## BEGIN EXCERPTED PASSAGE

# Need a Laptop (Questionnaire included)



## Tachyon1986 (Aug 30, 2011)

General Questions

*1) What is your budget? (INR or USD)*

Rs.30,000 - Rs.42,000

*2) What size notebook would you prefer?*
Thin and Light; 13" - 14" screen

*3) Which country will you buying this notebook?*
India

*4) Are there any brands that you prefer or any you really don't like?*
a. Like: N/A
b. Dislike: N/A


*5) What are the primary tasks will you be performing with this notebook? *

Documentation and non-intensive tasks mostly (watching movies e.t.c) . No gaming.

*6) Will you be taking the notebook with you to different places, leaving it on your desk or both?*

Taking it to different places

*7) Will you be playing games on your notebook? If so, please state which games or types of games?*

No

*8) How many hours of battery life do you need?*

Atleast 8 hours

*9) Would you prefer to see the notebooks you're considering before purchasing it or buying a notebook on-line without seeing it is OK?*

Would like to see the laptop online first

*10) What OS do you prefer? Windows (XP or Vista or Windows 7), Mac OS, Linux, etc.*

Windows 7

*Screen Specifics*

11) What screen resolution(s) would you prefer?

Not exactly sure what the resolution of a 14 inch screen is.


_Please provide your suggestions guys. The key facts are portability and battery life without compromising too much on performance._


----------



## Ishu Gupta (Aug 30, 2011)

Flipkart.com: Asus K Series K53SC-SX054D: Computer

Flipkart.com: HP Pavilion DV6 Series Dv4 - 3016tx: Computer


----------



## smartyrohan12 (Aug 30, 2011)

acer aspire timelinex
AS5830T-2312G50Mnbb | Product Model

acer travelmate..
TM8473T | Product Model

sorry donno abt prices 
call the toll free number 1-800-11-6677
and get the prices ..or maybe the other members can help...


----------



## game-freak (Aug 30, 2011)

## END EXCERPTED PASSAGE

Answer these from the laptop thread:
(a) What budget range does Tachyon1986 give?
(b) Which operating system does Tachyon1986 prefer?
(c) What toll-free number does smartyrohan12 suggest calling for prices?

## BEGIN SOURCE EXCERPT

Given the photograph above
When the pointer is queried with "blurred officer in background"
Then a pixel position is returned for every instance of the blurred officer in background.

## END SOURCE EXCERPT

FINISHED TASK ::
(a) Rs.30,000 - Rs.42,000
(b) Windows 7
(c) 1-800-11-6677